___ Given records ___

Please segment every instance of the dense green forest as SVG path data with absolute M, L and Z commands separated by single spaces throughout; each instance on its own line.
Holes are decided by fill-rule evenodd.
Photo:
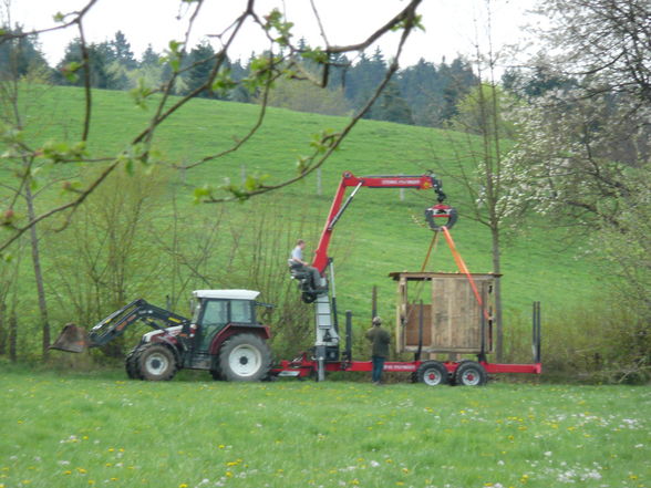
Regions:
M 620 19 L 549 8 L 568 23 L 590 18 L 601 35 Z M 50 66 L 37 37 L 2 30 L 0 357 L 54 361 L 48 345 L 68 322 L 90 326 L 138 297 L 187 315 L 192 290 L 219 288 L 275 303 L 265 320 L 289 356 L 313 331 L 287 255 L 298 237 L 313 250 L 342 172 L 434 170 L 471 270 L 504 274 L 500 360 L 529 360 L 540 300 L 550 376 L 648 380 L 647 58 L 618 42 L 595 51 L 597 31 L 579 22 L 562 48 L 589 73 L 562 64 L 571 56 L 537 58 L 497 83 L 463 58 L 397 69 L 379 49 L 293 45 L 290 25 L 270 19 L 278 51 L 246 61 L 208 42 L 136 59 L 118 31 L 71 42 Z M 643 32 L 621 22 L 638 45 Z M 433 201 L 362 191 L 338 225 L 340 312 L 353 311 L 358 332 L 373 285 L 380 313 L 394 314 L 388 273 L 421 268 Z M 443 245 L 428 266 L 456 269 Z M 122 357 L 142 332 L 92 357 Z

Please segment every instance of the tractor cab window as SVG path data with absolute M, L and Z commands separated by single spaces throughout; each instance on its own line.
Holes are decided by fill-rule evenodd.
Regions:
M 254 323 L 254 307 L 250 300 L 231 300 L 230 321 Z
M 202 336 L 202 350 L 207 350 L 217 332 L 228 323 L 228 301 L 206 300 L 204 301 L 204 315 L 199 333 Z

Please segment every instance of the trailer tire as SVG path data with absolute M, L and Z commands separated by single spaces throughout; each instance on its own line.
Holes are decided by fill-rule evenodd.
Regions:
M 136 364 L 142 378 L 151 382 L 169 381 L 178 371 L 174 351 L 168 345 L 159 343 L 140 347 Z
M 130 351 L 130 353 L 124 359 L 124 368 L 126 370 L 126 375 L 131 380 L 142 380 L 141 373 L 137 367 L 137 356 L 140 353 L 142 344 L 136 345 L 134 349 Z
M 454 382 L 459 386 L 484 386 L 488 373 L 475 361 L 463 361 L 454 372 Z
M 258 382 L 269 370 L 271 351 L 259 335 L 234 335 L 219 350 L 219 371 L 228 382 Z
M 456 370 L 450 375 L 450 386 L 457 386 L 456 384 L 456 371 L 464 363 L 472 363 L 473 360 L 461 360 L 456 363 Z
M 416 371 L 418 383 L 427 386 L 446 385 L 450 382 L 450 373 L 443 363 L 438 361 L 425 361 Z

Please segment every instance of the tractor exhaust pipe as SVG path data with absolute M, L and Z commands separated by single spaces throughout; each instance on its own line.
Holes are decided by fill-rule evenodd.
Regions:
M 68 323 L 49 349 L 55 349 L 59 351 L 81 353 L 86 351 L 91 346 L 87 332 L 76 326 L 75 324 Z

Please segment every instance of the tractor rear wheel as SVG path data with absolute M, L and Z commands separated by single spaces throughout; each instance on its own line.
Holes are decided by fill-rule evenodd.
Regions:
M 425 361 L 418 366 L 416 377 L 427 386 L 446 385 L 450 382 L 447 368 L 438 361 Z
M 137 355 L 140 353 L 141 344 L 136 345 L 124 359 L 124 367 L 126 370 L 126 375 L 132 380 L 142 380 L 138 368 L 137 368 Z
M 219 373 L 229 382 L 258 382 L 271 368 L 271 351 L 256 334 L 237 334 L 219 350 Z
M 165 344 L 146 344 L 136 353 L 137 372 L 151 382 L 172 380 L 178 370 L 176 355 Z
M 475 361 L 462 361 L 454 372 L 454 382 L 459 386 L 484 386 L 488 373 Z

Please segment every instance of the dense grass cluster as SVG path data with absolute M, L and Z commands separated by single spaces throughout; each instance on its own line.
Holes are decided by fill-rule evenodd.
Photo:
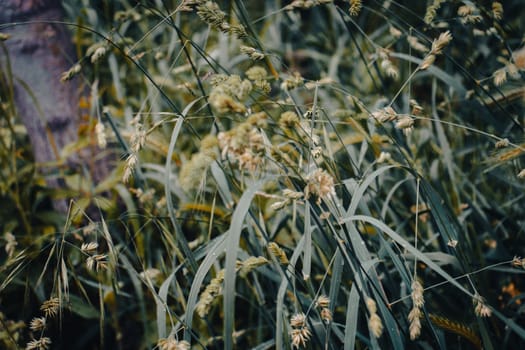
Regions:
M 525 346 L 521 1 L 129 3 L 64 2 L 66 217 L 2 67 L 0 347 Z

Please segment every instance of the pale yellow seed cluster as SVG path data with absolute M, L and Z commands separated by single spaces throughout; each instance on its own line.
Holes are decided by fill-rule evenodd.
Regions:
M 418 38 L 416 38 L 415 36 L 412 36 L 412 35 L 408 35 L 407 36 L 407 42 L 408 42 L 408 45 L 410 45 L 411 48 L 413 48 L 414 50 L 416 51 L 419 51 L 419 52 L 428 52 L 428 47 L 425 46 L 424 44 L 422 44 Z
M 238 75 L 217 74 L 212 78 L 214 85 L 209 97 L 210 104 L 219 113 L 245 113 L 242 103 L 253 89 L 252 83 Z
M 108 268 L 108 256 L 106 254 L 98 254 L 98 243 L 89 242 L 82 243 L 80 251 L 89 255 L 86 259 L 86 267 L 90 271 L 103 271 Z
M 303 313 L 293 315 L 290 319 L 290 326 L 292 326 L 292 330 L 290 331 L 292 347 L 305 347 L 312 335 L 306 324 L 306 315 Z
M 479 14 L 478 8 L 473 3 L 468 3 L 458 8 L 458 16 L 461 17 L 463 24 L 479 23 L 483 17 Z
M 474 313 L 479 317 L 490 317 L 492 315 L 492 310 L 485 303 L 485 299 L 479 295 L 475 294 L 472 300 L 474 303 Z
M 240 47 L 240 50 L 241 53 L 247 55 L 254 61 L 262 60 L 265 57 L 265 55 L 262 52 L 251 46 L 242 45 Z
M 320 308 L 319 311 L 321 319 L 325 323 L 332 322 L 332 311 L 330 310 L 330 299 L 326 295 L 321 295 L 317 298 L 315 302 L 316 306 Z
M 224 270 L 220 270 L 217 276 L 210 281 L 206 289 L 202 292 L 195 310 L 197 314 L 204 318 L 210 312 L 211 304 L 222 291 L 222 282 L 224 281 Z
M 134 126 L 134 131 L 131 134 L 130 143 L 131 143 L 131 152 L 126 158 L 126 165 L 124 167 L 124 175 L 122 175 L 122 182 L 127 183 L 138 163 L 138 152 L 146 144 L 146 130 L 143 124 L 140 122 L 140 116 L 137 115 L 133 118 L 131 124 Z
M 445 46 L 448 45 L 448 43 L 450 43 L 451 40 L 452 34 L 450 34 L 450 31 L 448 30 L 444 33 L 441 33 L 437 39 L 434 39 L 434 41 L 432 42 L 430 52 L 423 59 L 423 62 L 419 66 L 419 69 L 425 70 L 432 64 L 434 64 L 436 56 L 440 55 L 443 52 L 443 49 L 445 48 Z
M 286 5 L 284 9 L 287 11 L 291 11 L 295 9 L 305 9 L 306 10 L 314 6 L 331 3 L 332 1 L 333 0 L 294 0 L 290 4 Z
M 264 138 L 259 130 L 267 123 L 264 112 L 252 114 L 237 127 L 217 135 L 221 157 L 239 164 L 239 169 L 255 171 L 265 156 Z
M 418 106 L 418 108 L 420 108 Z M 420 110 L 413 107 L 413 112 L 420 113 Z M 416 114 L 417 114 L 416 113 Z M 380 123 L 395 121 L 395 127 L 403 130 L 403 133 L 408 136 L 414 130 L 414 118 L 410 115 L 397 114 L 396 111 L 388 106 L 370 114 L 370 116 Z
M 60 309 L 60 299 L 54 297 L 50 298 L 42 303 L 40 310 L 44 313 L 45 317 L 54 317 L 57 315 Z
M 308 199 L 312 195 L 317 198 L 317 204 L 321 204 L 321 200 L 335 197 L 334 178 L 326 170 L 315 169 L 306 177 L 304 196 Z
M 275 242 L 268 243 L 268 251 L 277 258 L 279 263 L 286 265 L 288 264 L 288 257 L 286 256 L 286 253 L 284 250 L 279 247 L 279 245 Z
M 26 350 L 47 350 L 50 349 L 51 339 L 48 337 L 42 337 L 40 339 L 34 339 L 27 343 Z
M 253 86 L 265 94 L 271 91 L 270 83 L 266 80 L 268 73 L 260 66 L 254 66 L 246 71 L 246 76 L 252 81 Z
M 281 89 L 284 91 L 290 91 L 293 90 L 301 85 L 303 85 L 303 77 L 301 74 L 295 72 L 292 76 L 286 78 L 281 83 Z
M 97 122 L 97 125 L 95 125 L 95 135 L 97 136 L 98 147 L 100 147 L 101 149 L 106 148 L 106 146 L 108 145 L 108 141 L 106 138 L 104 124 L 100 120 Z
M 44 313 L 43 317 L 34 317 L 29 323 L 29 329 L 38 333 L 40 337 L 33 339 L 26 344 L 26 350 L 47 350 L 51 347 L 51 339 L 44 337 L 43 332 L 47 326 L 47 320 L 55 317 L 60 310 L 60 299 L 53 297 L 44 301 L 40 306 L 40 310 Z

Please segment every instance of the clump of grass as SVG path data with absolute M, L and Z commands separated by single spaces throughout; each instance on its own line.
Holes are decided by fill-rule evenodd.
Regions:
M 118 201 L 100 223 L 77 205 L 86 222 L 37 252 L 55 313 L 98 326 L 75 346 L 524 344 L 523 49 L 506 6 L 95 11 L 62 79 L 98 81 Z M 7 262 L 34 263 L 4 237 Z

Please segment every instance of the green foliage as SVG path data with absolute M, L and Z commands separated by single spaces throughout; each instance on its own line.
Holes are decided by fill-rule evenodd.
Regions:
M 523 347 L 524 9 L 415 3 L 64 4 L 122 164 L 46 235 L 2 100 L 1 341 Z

___
___ Given records ___

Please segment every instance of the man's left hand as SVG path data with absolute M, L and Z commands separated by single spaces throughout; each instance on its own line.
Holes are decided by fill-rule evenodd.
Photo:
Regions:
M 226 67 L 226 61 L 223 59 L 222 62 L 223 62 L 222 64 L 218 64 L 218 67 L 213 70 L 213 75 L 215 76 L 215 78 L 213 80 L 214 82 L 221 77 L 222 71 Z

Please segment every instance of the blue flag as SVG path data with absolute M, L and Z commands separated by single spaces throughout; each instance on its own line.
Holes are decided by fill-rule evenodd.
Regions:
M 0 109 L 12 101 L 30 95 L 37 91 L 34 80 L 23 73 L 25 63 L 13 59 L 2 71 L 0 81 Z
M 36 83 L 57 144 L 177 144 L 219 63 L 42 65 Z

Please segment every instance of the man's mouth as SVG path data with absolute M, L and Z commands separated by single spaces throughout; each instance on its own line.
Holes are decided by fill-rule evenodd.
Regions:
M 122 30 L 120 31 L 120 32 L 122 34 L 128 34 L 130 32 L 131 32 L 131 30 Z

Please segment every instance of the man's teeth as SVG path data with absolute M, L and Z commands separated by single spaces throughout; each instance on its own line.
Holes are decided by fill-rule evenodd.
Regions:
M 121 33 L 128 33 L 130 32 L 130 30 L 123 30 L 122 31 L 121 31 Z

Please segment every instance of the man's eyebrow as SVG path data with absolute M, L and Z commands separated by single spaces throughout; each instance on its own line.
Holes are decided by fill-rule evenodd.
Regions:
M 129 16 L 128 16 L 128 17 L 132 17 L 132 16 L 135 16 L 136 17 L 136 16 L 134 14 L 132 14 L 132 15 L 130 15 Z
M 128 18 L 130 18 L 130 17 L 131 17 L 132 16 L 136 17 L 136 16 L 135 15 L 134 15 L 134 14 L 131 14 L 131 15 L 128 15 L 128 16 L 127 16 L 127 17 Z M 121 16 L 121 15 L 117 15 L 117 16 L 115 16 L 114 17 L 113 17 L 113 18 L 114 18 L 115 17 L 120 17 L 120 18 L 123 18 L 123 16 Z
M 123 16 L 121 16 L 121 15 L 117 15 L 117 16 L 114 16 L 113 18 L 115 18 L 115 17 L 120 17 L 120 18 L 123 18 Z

___

- [What the task requires] Copy the lines of the listing word for word, from the line containing "Please segment every instance of the man's mouth" through the line containing "M 122 30 L 120", including both of those lines.

- [Exercise answer]
Please segment every instance of the man's mouth as SVG path data with absolute M, L and Z commands separated by single spaces throughout; each instance on its own line.
Holes are decided by fill-rule evenodd.
Regions:
M 122 30 L 120 31 L 120 32 L 122 34 L 128 34 L 130 32 L 131 32 L 131 30 Z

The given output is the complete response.